[Begin INFORMATION GIVEN]

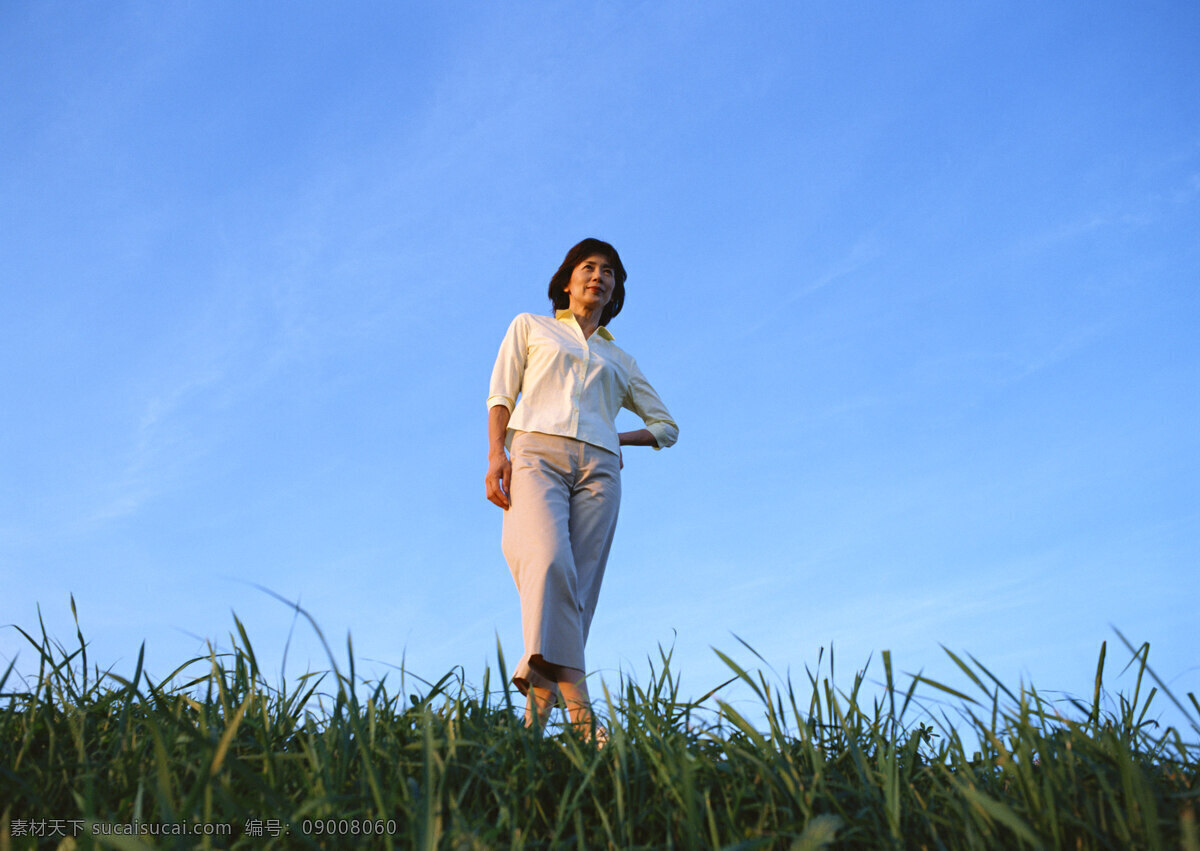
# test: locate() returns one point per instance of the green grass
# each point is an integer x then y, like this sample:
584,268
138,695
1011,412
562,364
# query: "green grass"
810,767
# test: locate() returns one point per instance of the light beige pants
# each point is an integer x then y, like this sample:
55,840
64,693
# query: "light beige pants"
556,538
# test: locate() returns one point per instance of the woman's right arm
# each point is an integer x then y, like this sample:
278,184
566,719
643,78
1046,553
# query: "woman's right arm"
499,468
508,375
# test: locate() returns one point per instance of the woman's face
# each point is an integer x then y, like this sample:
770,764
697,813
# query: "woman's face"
592,283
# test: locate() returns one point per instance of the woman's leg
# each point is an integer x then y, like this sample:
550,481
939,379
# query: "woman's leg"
571,685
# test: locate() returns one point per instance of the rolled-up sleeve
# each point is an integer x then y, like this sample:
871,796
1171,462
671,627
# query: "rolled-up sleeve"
643,400
509,369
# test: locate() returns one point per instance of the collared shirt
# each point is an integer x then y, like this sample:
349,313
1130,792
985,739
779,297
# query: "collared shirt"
573,385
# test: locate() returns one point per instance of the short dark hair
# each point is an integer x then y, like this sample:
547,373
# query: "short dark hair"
580,252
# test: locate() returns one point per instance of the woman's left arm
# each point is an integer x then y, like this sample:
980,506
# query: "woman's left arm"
643,400
642,437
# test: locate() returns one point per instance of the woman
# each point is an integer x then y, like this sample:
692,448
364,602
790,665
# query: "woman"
557,385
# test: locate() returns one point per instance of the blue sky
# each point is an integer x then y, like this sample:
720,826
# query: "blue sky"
918,282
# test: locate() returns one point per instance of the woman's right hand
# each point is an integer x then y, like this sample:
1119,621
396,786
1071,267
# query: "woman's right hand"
499,477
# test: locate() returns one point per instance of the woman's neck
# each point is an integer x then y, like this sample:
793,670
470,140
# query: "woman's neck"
589,321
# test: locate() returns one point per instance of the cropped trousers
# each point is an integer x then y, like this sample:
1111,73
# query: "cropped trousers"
564,498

[End INFORMATION GIVEN]

GIVEN PROBLEM: Update everything from the line containing "the woman's right hand" down to the last line, replacing "one point per instance" with "one point per occurrence" and changing nothing else.

SOLUTION TO THIS TASK:
# test: locate() returns one point per occurrence of the woman's right hand
# each point is an integer x then y, like this sample:
1119,621
396,786
1071,267
# query: "woman's right hand"
499,477
# test: locate() returns one point per occurrence of the woman's neck
# each point is an integer x then y, like this sample:
793,670
470,140
# query: "woman's neck"
589,321
# test: locate() returns one point per occurrence of the cropped trousers
# each point is an integer x then y, like this sample:
1111,73
# query: "cropped trousers"
564,498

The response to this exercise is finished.